Tuesday, August 2, 2011

Pain: Battle or Breathe

I have been working with an injured shoulder for months now - my left, behind the shoulder blade, shooting pains up into my neck. Pain is not unusual in my yoga practice, though that sounds terrible to admit... but I have had degenerative discs since I was thirteen, from a car accident my family was in. It is this accident that really brought me to body awareness and yoga in the first place, though I did not like it at the time and could not understand what it was doing to help me. I felt that instead it was making me focus on my injury when I just wanted to move on from it. In fact, when people ask how I discovered yoga I often forget that it was ever part of my recovery therapy. My first thought is often of a class I was dragged to during college because that is where I had my eureka, oh-this-is-yoga, moment.

We store tension in the body. We hold on to accidents or stress or memories we are still working through. This is not always a conscious act, so we blame the injury for the pain, when really, it is tension caused by something completely different and perhaps not the injury at all. In this case, I really did hurt my shoulder, but I am also sure that there is a lot more going on there. Through this particular pain, I have been going through stages of rest (oh I am going to take it easy in class today, my shoulder...) vs practicing harder (maybe I can just work through the knots). Of course neither has worked. I was pushing too hard and true change, in my personal experience, never occurs by force.

Last week, Jenny Gammello (my teacher, friend, and Thai massage master) worked on my shoulder. She helped me stretch in ways my yoga practice could not achieve and encouraged me to just let go. She got me to surrender the weight of my arm into her hands, so that she could do the work and help me find ease. It may seems simple but letting go, even just the weight of your own arm, is tricky to do. Eventually she got me to give and together we started to work out the knots.

I did not push. I breathed. At one point the position Jenny held my shoulder in, and the breath I sent to it, created such a force that my muscle started to spasm and had no choice but to let go of the tension it was carrying. Jenny told me that I did that work, that I released it all on my own. I laughed and without really thinking said, "It was a battle or breathe moment."  Meaning, I could either fight surrendering to the stretch because it was uncomfortable or just take a deep breath and give in to the experience. Give in. Let go. Breathe. Experience. I have written about all these things before. But sometimes it takes a physical experience to make a concept a reality. Jai.

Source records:
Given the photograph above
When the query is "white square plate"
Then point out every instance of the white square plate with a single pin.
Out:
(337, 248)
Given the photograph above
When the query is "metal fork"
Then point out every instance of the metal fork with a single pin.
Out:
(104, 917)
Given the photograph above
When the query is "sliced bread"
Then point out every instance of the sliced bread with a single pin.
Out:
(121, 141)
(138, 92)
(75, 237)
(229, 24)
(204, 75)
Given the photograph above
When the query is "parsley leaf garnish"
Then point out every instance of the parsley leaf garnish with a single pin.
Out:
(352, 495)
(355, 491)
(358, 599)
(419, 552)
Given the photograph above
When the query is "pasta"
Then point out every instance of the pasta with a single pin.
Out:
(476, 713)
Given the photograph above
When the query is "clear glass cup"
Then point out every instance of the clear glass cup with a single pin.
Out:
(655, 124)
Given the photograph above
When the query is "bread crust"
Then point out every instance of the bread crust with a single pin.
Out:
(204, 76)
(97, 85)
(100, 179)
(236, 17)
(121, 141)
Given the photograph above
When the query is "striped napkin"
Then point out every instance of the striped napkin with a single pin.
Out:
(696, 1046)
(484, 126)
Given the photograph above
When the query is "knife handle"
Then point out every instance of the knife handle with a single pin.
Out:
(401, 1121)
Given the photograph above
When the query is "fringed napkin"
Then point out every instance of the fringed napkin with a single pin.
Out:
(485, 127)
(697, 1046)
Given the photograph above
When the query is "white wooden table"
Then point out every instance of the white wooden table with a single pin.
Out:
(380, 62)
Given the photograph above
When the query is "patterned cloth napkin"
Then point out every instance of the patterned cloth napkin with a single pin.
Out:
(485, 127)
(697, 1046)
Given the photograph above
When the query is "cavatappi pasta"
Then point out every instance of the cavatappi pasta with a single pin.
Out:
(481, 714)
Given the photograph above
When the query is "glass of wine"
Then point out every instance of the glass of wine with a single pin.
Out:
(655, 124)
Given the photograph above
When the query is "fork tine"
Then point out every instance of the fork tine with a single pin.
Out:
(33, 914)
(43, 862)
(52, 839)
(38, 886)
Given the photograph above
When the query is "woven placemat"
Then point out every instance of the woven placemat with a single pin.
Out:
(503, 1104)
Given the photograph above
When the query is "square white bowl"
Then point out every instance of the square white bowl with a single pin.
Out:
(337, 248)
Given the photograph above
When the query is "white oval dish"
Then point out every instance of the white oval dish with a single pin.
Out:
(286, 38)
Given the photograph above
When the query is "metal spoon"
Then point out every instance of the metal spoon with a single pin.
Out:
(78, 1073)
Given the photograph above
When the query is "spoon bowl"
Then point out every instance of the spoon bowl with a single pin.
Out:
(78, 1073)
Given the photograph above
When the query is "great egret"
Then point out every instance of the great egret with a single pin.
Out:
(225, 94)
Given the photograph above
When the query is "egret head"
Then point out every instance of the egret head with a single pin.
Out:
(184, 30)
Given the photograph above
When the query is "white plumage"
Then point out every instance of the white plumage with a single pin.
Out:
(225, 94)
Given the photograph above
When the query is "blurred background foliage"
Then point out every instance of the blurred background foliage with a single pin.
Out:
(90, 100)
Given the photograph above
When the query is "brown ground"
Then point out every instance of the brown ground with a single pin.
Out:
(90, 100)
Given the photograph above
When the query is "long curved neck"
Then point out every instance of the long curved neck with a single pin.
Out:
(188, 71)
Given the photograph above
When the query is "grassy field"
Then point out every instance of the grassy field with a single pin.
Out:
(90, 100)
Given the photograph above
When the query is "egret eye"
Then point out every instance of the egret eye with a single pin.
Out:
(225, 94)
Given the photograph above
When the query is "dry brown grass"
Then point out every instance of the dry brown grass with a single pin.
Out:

[Exercise brief]: Repeat the part of the text on shoulder pain starting with "I did not push." and going on through "a reality. Jai.". Work only from the text on shoulder pain.

[Exercise answer]:
I did not push. I breathed. At one point the position Jenny held my shoulder in, and the breath I sent to it, created such a force that my muscle started to spasm and had no choice but to let go of the tension it was carrying. Jenny told me that I did that work, that I released it all on my own. I laughed and without really thinking said, "It was a battle or breathe moment."  Meaning, I could either fight surrendering to the stretch because it was uncomfortable or just take a deep breath and give in to the experience. Give in. Let go. Breathe. Experience. I have written about all these things before. But sometimes it takes a physical experience to make a concept a reality. Jai.